From the entries below, list each line with "blade".

· · ·

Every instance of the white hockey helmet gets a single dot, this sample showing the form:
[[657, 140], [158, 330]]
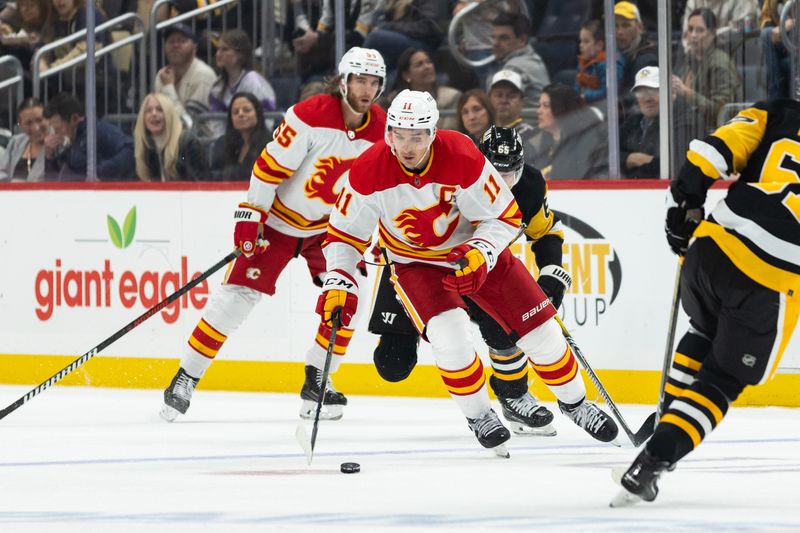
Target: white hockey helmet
[[414, 110], [365, 61]]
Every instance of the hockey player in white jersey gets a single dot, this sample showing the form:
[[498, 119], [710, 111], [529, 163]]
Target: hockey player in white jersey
[[445, 218], [293, 187]]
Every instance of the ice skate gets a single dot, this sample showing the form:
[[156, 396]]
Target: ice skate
[[178, 395], [491, 433], [594, 421], [526, 416], [333, 403], [639, 482]]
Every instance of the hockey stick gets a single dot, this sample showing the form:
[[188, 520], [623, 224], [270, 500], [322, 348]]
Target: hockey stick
[[649, 425], [668, 351], [300, 432], [119, 334]]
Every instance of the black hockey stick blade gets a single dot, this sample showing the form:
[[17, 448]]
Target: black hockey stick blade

· · ·

*ANSWER TO THIS TASK*:
Every instance of the black hockey stick blade gets a single dot, this sample showing the form:
Target: black hockey stick blade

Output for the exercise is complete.